(Dataset entries)

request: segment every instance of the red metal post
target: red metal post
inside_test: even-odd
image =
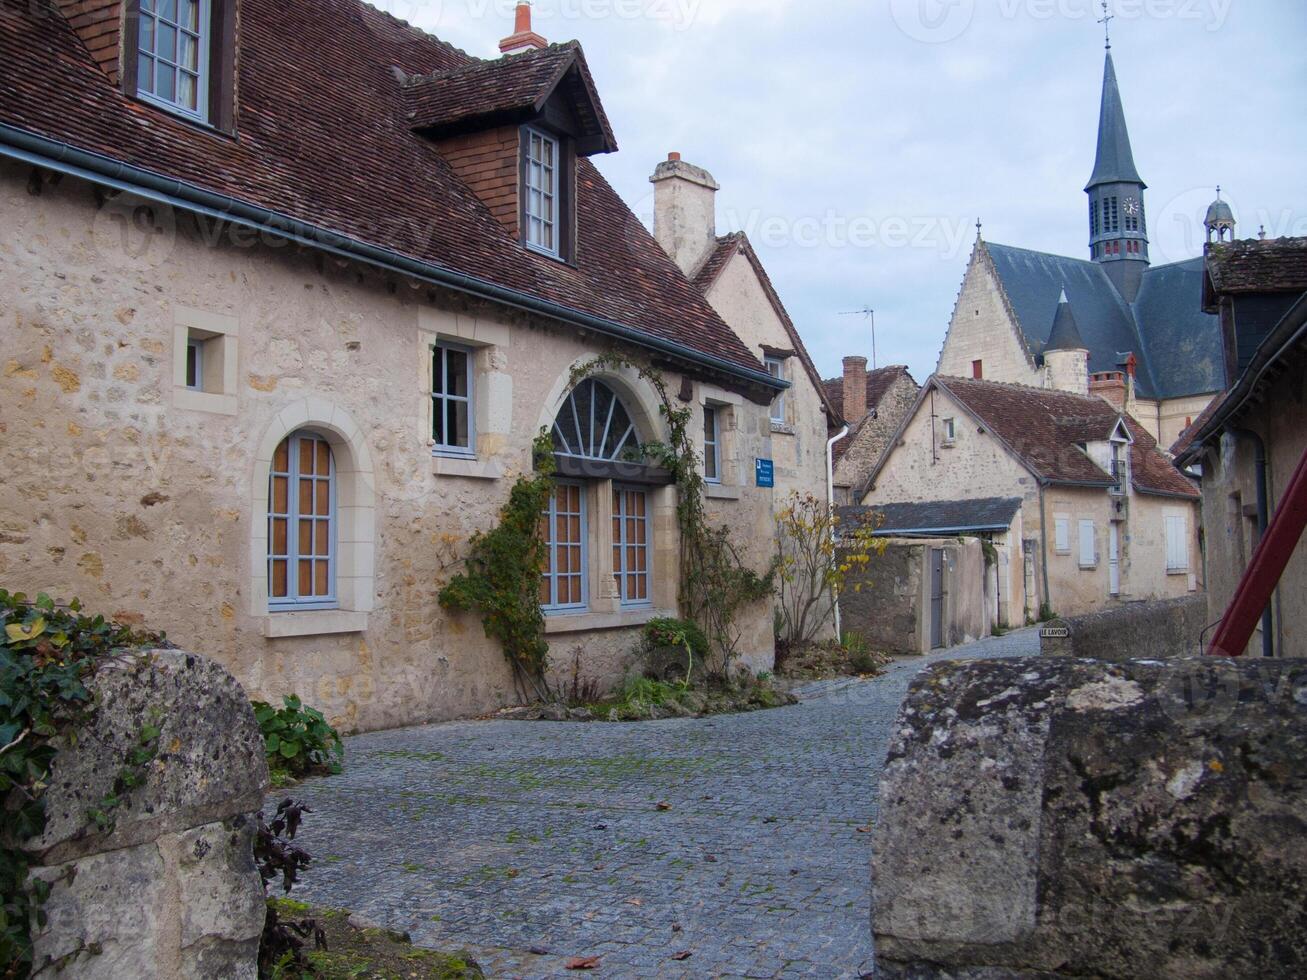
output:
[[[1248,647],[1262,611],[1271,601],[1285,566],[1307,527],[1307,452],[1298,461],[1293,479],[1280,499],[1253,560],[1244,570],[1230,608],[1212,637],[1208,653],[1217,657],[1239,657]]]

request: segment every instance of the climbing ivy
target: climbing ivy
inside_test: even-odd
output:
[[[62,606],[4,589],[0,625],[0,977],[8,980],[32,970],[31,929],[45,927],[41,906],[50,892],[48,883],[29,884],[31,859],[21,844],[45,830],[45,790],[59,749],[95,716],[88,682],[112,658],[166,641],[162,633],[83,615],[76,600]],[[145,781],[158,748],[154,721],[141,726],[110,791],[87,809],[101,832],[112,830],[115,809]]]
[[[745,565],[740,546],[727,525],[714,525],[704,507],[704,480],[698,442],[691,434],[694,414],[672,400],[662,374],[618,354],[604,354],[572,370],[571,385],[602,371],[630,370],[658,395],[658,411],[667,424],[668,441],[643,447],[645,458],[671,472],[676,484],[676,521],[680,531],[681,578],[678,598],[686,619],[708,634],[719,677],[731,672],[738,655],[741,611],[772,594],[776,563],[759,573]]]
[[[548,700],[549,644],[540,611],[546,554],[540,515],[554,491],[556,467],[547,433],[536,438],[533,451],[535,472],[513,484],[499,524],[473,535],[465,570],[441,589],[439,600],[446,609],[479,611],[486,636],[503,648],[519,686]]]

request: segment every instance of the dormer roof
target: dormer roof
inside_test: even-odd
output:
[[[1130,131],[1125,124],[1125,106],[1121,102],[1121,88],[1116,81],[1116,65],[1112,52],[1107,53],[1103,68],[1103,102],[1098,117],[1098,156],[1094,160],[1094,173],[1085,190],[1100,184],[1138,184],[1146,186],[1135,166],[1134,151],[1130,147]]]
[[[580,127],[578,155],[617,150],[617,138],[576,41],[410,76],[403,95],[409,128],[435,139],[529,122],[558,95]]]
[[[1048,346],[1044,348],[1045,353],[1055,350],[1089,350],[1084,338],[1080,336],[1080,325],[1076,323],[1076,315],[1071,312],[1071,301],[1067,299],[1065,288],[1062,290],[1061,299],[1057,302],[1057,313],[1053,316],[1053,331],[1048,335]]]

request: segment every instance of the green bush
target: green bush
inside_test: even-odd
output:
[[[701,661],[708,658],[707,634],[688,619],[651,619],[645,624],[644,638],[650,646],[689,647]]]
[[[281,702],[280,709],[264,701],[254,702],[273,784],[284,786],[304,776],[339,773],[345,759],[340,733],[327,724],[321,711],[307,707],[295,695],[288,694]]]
* * *
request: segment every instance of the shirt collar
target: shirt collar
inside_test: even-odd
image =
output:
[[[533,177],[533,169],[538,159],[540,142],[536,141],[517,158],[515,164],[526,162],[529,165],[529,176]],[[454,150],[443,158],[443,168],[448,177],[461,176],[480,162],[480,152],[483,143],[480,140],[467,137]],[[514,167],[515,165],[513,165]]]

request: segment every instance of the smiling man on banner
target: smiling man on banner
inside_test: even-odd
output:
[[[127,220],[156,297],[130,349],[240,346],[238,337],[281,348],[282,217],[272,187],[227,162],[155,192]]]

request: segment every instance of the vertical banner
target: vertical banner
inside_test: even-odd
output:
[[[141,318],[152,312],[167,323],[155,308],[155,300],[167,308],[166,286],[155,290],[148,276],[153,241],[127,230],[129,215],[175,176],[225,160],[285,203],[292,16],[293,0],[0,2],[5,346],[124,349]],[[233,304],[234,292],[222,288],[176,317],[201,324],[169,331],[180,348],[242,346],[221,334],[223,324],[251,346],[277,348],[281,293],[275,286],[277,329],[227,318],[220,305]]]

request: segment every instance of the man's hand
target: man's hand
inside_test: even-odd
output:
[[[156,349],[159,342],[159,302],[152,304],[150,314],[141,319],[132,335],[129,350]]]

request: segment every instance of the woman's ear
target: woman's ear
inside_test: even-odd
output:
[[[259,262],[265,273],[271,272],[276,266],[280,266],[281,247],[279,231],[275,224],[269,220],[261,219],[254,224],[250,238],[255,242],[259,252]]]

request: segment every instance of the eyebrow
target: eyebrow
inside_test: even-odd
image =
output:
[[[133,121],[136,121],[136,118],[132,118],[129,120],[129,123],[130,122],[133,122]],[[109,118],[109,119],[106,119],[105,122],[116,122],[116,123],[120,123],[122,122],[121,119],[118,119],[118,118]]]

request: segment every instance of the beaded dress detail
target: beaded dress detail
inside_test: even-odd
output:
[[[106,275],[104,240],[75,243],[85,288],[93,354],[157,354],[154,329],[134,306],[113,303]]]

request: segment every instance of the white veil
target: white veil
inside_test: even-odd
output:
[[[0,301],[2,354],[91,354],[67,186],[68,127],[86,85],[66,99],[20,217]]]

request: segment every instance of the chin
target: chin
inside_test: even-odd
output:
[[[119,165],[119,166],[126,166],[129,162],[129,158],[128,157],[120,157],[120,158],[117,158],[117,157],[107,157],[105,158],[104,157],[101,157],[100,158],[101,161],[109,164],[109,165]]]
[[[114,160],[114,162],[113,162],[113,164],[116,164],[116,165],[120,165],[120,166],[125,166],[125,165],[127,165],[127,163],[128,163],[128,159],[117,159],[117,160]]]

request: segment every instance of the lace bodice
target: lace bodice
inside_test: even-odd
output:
--
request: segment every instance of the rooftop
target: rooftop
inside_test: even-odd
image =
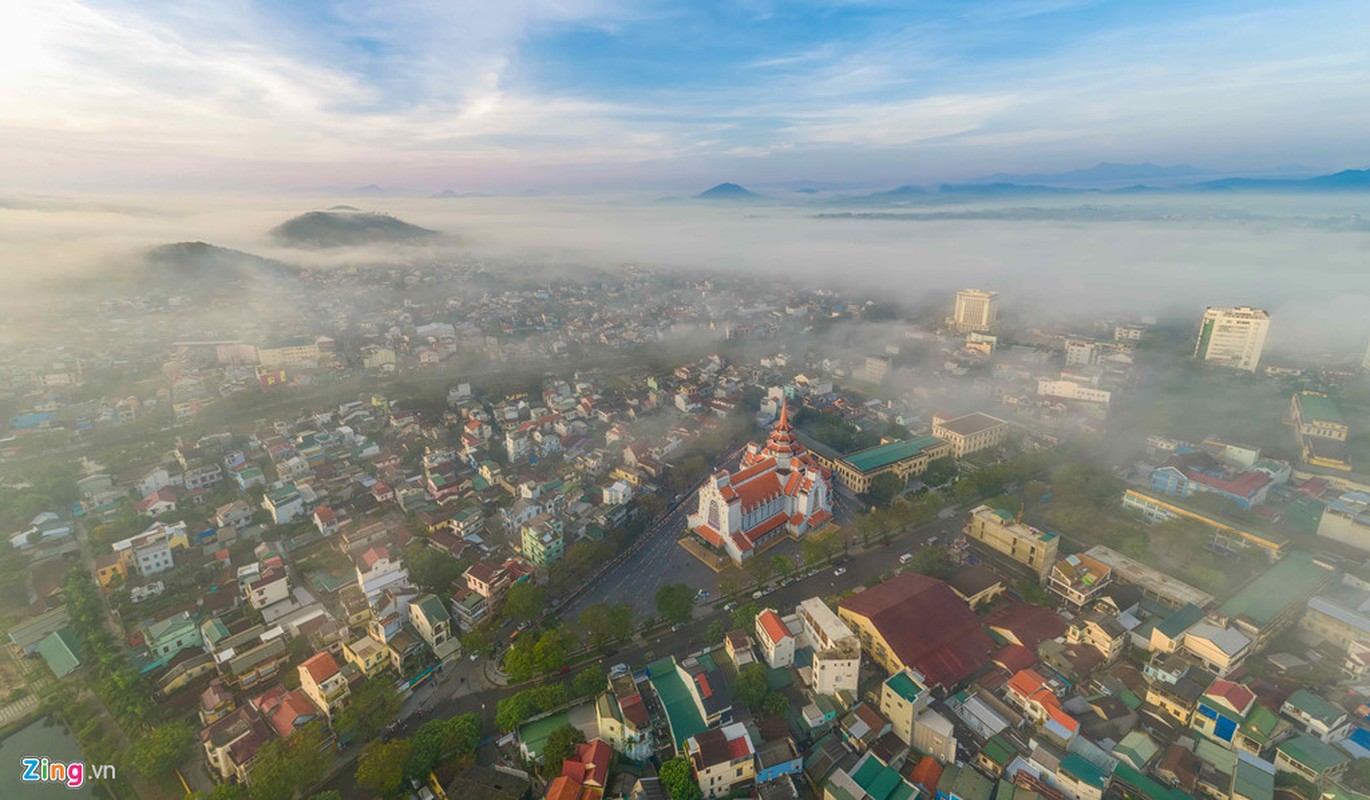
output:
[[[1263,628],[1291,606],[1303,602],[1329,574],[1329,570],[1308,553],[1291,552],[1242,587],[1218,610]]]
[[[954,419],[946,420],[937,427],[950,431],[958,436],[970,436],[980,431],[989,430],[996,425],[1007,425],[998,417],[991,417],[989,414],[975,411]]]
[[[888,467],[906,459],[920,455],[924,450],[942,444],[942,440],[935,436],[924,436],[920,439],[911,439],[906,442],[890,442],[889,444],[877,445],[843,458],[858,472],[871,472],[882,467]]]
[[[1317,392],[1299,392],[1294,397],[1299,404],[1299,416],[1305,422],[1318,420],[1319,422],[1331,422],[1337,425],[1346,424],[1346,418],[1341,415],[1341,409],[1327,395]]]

=== What you are asked to do ===
For the string "detail", return every line of the data where it appears.

=== Answer to this task ===
request: segment every instance of the beaded dress detail
target: beaded dress detail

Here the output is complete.